Aufgabe 1: Übersetze aus dem folgenden Text über Franzensdorf den Satz „Inklusive dieser Personen und deren Personal (Mägde und Knechte) waren mehr als 80 % der Dorfbevölkerung in der Landwirtschaft beschäftigt.“ ins Englische.

Textabschnitt:
#####

Wissenswertes über Franzensdorf
Kimmerleinsdorf
Der Eisstoß
Hausnummernvergleich alt/neu
Kimmerleinsdorf …
(so wurde Franzensdorf bis 1836 genannt)
… wurde um 1308 erstmals erwähnt.
Einwohner:
Die Ortsbewohner waren zum größten Teil Bauern – um 1830: ein Doppellehner, 32 Ganzlehner, 2 Halblehner, 3 Viertellehner und 8 Kleinhäusler. In den Taufbüchern werden die Bauern bis um das Jahr 1800 als „Nachbar“ bezeichnet, danach entsprechend ihrer Betriebsgröße als Ganz-, Halb- bzw. Viertellehner (in anderen Orten gab es noch speziellere Unterscheidungen z.B.: 3/4-Lehner oder 5/4-Lehner) und ab Ende des 19. Jahrhunderts als „Wirtschaftsbesitzer“. Inklusive dieser Personen und deren Personal (Mägde und Knechte) waren mehr als 80 % der Dorfbevölkerung in der Landwirtschaft beschäftigt.

#####

Aufgabe 2: Nenne jede Zeile unten, in der die Zeichenfolge „wall“ vorkommt. Groß- und Kleinschreibung ist dabei zu beachten.

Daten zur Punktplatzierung
#####

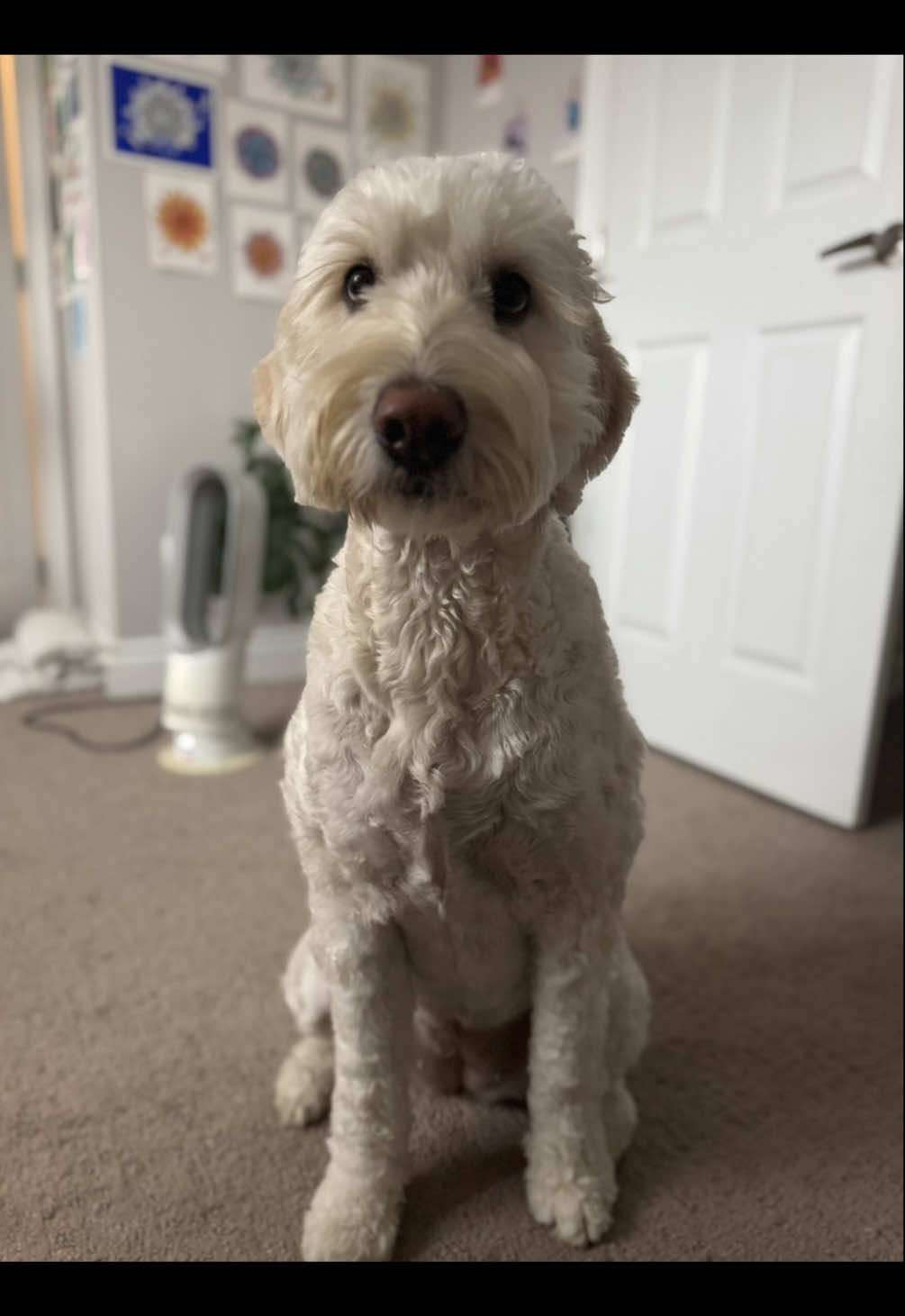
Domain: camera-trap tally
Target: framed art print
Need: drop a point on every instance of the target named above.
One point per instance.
(156, 116)
(322, 165)
(256, 153)
(391, 108)
(263, 256)
(305, 85)
(180, 220)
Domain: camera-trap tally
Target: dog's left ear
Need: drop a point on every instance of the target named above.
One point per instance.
(616, 399)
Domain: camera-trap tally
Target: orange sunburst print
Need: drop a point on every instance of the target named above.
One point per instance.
(263, 254)
(183, 222)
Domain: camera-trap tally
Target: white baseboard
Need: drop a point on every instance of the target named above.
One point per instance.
(134, 667)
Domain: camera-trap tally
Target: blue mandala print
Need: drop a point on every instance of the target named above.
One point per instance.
(162, 117)
(258, 153)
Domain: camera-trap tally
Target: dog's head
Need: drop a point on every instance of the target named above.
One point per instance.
(441, 365)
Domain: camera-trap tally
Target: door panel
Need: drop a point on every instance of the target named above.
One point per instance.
(745, 540)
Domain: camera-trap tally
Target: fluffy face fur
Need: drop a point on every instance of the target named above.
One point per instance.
(462, 776)
(548, 399)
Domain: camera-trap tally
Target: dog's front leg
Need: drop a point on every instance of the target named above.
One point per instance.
(570, 1178)
(356, 1211)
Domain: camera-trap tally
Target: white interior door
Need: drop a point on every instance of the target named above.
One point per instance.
(19, 581)
(747, 537)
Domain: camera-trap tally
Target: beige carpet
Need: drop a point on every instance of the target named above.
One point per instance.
(145, 922)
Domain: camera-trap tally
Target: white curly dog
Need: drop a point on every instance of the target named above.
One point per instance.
(462, 776)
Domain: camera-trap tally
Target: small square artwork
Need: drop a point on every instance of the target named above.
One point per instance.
(154, 116)
(322, 162)
(262, 253)
(391, 108)
(256, 157)
(182, 222)
(307, 85)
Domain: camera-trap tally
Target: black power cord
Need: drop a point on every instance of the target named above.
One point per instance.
(37, 720)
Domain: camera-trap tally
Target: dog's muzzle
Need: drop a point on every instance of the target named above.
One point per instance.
(419, 427)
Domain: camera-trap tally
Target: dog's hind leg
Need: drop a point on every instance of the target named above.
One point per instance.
(305, 1079)
(627, 1037)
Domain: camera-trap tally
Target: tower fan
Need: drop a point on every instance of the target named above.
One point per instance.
(212, 557)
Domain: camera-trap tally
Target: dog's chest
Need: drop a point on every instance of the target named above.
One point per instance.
(466, 947)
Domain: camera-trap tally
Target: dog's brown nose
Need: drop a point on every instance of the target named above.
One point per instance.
(419, 425)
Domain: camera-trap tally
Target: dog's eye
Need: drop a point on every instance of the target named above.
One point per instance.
(511, 296)
(358, 280)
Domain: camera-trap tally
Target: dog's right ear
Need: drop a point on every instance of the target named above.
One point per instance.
(267, 395)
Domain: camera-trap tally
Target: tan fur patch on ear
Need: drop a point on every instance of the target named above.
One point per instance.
(617, 397)
(265, 390)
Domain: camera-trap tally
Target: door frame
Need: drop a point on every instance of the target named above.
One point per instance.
(54, 470)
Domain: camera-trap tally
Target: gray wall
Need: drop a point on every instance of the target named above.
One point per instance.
(179, 351)
(539, 85)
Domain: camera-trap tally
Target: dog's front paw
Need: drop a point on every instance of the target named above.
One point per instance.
(351, 1219)
(305, 1081)
(573, 1193)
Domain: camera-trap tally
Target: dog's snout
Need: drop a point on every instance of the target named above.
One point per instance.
(419, 425)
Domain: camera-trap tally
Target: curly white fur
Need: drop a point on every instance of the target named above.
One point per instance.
(462, 776)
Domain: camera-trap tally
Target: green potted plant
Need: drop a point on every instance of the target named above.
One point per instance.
(302, 541)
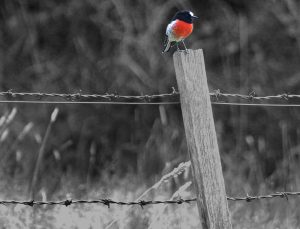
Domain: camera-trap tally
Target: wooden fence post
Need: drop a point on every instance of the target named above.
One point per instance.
(202, 140)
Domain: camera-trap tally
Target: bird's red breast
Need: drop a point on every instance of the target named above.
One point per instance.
(182, 29)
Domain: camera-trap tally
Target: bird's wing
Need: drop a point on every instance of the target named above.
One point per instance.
(167, 44)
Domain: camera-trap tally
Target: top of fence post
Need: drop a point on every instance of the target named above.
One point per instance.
(201, 139)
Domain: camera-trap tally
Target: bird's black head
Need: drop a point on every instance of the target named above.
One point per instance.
(186, 16)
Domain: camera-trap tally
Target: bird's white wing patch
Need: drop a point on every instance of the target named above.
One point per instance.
(169, 32)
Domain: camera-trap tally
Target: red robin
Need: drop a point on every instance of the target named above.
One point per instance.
(180, 28)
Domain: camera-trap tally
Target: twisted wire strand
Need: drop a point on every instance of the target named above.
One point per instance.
(165, 98)
(142, 203)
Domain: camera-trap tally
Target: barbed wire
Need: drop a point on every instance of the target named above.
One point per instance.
(142, 203)
(166, 98)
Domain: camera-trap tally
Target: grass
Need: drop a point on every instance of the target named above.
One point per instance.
(272, 213)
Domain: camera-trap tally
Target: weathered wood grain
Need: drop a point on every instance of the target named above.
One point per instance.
(201, 139)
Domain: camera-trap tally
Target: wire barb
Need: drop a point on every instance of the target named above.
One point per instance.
(166, 98)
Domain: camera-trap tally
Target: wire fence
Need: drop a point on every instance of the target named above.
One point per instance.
(217, 97)
(142, 203)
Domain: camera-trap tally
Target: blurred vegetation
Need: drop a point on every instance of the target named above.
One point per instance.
(115, 46)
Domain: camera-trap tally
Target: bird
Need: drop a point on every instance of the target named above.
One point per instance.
(178, 29)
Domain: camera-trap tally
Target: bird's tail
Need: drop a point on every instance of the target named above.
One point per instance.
(167, 45)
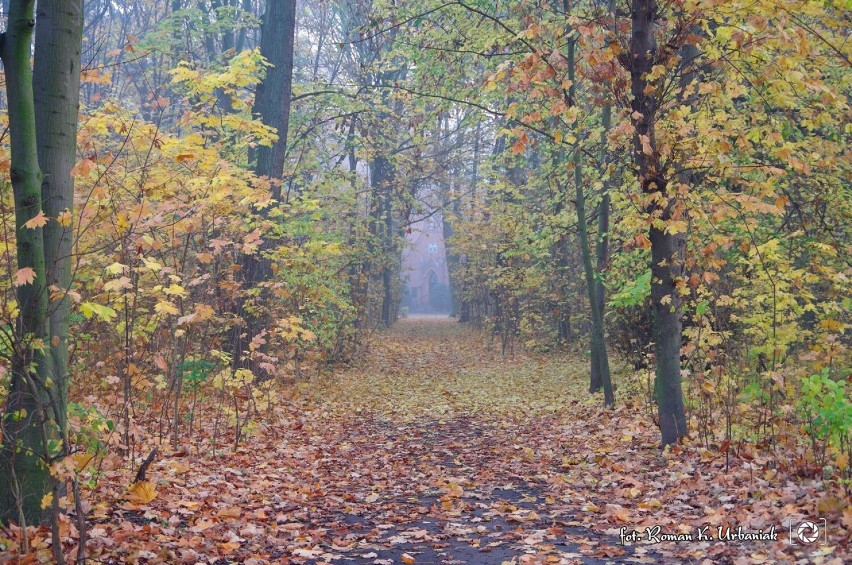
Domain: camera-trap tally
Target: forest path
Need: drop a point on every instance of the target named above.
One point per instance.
(449, 453)
(432, 447)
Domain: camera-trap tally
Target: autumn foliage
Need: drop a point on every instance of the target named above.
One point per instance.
(283, 405)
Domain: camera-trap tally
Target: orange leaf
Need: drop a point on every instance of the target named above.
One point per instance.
(142, 492)
(83, 168)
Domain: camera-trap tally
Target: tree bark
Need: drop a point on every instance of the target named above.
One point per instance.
(274, 93)
(599, 374)
(56, 91)
(272, 106)
(666, 248)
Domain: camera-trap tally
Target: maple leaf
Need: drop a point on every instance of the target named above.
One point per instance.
(37, 221)
(83, 168)
(24, 276)
(141, 492)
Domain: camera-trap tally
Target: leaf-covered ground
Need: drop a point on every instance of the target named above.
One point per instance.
(434, 448)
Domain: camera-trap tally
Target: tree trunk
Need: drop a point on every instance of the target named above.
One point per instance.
(599, 375)
(272, 105)
(24, 476)
(666, 248)
(274, 93)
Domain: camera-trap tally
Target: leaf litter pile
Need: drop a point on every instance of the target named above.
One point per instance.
(435, 448)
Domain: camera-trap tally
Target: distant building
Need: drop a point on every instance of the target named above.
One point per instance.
(426, 282)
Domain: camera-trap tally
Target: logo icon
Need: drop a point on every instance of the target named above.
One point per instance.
(809, 532)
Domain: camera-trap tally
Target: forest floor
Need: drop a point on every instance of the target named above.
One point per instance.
(435, 448)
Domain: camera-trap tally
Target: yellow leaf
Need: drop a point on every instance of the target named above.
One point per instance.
(142, 492)
(24, 276)
(64, 218)
(36, 222)
(83, 168)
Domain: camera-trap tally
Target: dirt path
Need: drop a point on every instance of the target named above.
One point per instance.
(434, 448)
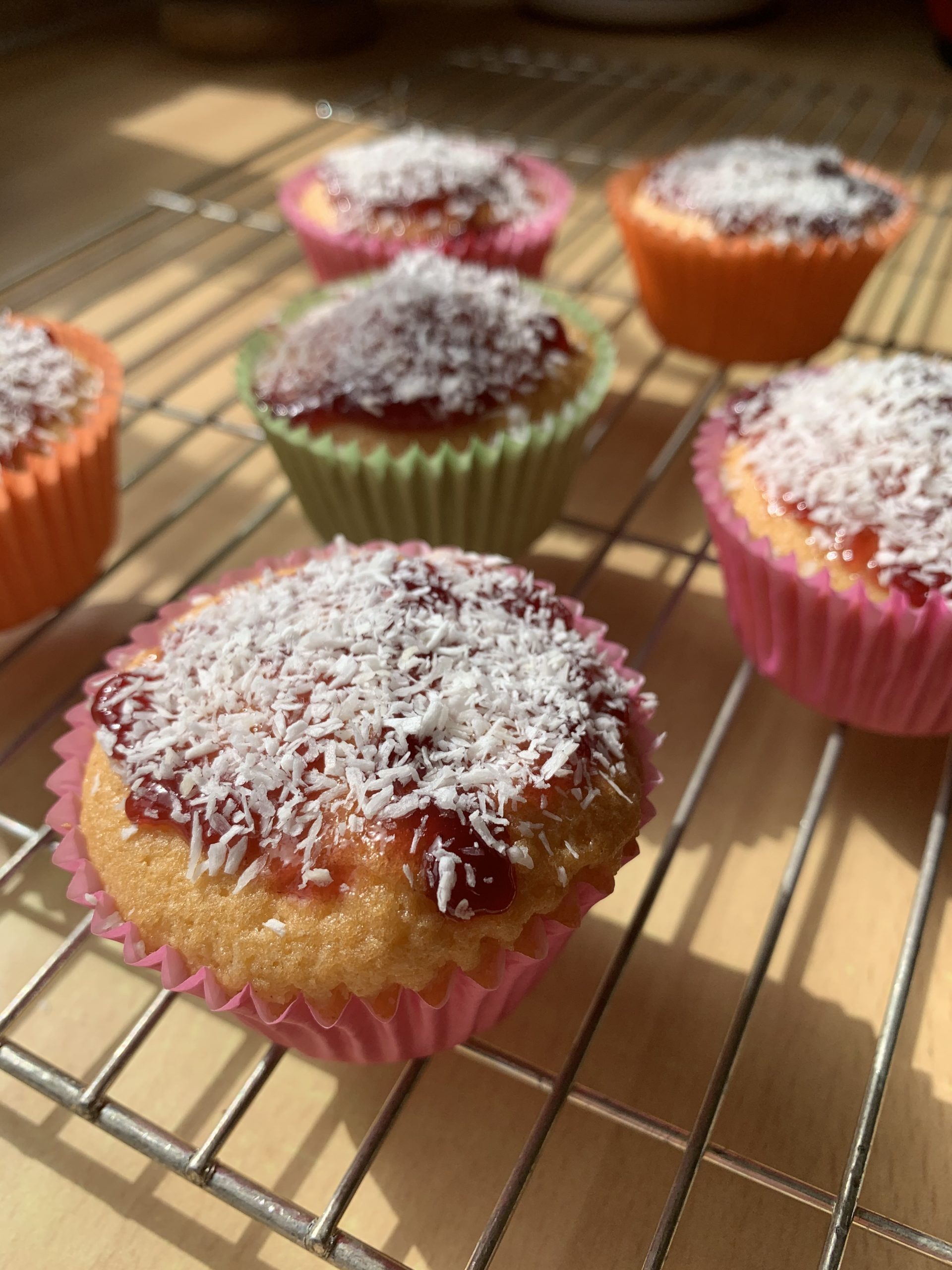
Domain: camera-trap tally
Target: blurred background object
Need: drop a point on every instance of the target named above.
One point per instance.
(649, 13)
(266, 28)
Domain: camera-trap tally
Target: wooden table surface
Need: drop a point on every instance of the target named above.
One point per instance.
(94, 123)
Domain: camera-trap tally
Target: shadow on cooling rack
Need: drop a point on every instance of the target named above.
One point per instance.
(792, 1105)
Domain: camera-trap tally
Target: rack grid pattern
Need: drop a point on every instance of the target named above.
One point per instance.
(583, 114)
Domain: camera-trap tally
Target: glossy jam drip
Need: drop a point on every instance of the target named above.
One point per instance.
(418, 416)
(858, 550)
(159, 803)
(483, 878)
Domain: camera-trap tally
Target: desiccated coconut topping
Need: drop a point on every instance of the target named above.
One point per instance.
(862, 446)
(361, 697)
(42, 384)
(771, 187)
(429, 332)
(428, 171)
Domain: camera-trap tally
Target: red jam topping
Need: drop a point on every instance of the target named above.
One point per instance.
(425, 180)
(791, 192)
(861, 451)
(366, 701)
(431, 343)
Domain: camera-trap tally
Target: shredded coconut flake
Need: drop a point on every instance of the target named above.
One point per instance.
(862, 446)
(334, 651)
(422, 166)
(454, 337)
(772, 187)
(42, 384)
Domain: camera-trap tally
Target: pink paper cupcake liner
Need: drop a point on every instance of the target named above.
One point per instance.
(885, 666)
(358, 1034)
(336, 254)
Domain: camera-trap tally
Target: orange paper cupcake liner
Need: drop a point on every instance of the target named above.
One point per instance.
(58, 508)
(748, 299)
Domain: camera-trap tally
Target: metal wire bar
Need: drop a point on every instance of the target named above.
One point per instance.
(201, 1160)
(892, 1023)
(659, 466)
(324, 1231)
(14, 827)
(731, 1161)
(92, 1098)
(45, 974)
(33, 844)
(157, 1143)
(724, 1067)
(502, 1213)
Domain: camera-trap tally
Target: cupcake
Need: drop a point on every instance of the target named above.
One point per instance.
(60, 393)
(754, 251)
(363, 205)
(829, 493)
(437, 400)
(358, 797)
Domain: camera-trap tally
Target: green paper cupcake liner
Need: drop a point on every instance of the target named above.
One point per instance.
(494, 496)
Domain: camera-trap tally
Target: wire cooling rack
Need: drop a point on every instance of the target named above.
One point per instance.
(178, 281)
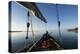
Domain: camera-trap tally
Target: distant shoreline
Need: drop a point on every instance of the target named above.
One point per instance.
(74, 29)
(16, 31)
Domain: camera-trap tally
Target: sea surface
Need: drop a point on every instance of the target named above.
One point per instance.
(69, 39)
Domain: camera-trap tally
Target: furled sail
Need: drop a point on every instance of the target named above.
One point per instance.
(34, 8)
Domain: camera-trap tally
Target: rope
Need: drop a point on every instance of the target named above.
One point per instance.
(33, 36)
(58, 24)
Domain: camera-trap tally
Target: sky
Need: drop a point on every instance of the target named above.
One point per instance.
(67, 15)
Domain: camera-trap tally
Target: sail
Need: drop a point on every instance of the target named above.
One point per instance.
(34, 8)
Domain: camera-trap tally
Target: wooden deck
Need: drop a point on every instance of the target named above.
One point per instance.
(46, 43)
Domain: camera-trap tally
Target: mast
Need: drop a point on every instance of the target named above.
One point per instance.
(59, 24)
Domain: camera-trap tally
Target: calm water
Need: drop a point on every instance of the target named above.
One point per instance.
(70, 39)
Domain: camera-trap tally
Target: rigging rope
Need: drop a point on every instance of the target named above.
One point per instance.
(57, 14)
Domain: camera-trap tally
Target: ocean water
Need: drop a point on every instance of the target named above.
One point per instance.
(18, 39)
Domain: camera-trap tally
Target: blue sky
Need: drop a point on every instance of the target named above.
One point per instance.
(67, 15)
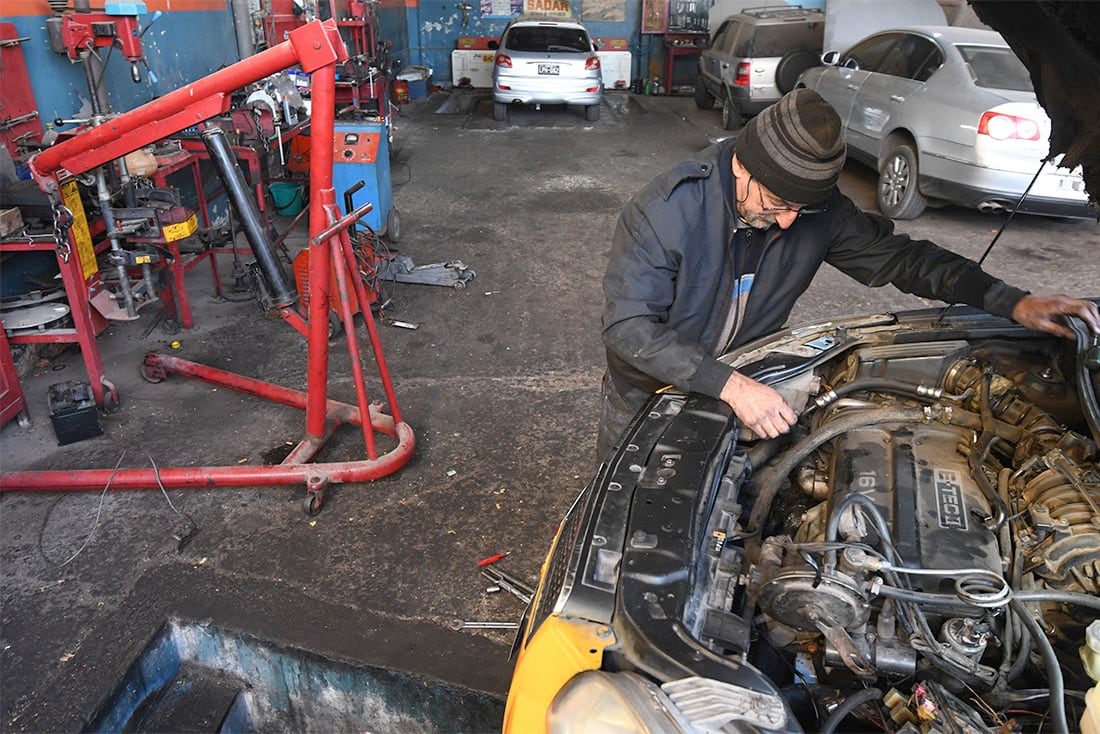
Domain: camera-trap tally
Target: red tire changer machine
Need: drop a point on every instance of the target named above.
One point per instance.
(317, 47)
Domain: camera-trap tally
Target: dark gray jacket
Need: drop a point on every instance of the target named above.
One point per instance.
(670, 278)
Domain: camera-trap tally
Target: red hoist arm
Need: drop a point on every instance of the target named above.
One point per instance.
(314, 46)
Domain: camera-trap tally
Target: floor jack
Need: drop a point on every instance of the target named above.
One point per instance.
(317, 47)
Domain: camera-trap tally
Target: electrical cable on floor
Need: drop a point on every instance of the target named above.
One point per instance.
(95, 525)
(183, 538)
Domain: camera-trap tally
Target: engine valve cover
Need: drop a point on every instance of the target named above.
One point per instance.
(923, 489)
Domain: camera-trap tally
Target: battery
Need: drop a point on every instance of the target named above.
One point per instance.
(73, 412)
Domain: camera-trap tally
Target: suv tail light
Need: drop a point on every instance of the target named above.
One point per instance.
(741, 78)
(999, 126)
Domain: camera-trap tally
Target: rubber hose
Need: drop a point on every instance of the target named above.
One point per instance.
(849, 704)
(772, 479)
(1090, 402)
(1058, 598)
(1049, 663)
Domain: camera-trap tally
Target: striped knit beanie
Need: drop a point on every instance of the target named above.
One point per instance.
(794, 148)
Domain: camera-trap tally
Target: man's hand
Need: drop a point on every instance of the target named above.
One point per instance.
(759, 407)
(1038, 313)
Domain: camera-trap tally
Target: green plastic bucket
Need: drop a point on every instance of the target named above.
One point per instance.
(287, 198)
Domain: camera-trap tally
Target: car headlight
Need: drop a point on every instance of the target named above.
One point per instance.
(598, 702)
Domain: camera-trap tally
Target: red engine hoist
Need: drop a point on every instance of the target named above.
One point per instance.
(317, 47)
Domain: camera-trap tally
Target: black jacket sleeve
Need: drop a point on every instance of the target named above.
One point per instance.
(866, 247)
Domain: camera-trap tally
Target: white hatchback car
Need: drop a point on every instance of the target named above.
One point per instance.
(546, 61)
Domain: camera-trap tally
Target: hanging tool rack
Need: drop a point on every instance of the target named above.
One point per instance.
(317, 47)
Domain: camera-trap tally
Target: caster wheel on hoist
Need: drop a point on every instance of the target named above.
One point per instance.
(151, 374)
(111, 400)
(314, 503)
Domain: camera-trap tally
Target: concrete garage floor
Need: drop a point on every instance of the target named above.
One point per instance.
(499, 383)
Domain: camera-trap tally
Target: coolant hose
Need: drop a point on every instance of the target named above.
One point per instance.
(952, 600)
(1058, 598)
(1049, 663)
(880, 385)
(849, 704)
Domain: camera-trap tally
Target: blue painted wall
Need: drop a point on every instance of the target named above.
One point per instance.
(179, 47)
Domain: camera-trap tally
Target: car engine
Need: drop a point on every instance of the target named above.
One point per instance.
(930, 533)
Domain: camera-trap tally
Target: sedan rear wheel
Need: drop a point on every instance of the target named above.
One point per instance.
(898, 194)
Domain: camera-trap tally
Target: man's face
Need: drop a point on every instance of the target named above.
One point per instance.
(758, 207)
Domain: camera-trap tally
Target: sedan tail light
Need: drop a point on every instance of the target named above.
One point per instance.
(741, 78)
(999, 126)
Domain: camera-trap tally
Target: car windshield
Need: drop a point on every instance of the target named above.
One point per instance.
(538, 39)
(996, 68)
(778, 40)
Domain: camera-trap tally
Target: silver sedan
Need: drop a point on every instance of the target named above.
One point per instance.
(947, 114)
(546, 62)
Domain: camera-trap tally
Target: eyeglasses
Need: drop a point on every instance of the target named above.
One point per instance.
(784, 207)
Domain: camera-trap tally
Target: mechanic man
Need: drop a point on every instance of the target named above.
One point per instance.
(714, 253)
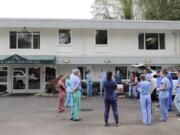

#####

Vollständige Antwort 1: Including these people and their staff (maids and farmhands), more than 80% of the village population worked in agriculture.

Vollständige Antwort 2:
Target: gray wall
Target: blue painted wall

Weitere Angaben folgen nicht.